━━ The records ━━

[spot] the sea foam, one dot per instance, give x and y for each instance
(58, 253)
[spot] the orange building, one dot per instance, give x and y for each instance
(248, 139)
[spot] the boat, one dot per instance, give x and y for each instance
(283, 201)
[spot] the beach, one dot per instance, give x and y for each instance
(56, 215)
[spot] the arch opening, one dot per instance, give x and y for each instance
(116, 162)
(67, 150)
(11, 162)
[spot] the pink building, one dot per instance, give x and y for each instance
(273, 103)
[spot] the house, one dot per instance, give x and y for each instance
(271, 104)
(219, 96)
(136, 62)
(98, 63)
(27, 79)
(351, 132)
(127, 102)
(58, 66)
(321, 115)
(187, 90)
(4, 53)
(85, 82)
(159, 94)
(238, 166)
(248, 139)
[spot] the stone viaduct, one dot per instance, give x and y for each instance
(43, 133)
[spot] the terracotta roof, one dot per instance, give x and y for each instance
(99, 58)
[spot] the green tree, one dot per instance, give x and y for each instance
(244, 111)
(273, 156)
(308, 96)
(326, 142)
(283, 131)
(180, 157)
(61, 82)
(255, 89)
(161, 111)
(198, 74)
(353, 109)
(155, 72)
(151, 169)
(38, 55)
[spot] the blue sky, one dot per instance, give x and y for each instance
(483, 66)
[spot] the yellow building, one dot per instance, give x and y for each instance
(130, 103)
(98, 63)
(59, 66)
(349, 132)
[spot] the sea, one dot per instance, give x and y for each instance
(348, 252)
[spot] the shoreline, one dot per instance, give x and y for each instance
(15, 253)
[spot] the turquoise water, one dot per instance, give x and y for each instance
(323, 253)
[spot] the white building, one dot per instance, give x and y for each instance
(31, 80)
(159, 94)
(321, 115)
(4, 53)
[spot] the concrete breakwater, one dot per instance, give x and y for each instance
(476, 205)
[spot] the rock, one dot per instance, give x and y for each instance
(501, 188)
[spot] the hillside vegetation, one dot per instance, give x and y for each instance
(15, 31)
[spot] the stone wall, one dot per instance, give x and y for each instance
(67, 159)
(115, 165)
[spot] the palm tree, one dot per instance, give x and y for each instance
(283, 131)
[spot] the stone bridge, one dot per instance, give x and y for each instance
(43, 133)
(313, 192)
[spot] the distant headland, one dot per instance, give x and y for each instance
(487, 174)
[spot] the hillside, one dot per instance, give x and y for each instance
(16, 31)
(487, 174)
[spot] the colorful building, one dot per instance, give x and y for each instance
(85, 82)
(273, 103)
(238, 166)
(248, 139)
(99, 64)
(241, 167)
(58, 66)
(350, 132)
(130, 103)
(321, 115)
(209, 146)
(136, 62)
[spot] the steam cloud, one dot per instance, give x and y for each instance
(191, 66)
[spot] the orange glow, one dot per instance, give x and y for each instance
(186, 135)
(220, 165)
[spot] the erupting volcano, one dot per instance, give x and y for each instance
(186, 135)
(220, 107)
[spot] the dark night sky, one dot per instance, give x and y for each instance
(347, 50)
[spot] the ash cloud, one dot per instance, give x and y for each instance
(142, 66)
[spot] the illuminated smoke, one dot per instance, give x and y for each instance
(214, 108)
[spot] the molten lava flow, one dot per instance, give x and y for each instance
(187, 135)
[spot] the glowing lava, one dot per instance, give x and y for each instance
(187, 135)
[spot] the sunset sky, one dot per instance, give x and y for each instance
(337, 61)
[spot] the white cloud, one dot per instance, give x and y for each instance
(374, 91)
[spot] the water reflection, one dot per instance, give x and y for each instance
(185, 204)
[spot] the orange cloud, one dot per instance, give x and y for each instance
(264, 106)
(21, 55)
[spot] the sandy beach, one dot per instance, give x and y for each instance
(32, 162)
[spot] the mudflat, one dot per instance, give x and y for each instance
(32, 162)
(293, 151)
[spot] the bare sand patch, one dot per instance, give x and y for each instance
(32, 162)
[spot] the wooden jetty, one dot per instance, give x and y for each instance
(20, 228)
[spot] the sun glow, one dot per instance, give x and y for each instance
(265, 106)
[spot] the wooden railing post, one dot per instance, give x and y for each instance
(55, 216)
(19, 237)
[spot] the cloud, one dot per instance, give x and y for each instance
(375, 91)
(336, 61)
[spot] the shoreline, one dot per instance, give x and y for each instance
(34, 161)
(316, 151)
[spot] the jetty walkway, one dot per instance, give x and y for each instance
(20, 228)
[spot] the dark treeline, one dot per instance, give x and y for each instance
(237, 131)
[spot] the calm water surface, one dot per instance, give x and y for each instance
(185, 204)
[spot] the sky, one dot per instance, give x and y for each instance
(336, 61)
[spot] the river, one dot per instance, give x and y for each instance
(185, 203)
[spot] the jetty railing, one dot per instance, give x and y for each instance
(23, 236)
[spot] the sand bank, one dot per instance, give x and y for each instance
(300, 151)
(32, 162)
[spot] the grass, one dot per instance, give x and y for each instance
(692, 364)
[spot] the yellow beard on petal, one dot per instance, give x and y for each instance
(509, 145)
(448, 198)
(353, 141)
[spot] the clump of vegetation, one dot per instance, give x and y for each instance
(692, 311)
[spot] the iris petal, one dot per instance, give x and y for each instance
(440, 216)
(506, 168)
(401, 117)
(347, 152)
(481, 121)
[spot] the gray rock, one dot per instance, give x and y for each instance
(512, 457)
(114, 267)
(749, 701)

━━━

### Problem description
Repeat nothing before the line containing "[spot] the clump"; repeat that line and every later line of the listing exactly.

### Solution to this problem
[spot] the clump of vegetation, one dot per instance, give x and y for each instance
(692, 311)
[spot] the iris petal, one dot per instance, give x and y for each instance
(440, 216)
(506, 168)
(401, 117)
(347, 152)
(481, 121)
[spot] the gray rock, one dot per instance, give x and y for each instance
(512, 457)
(114, 267)
(749, 701)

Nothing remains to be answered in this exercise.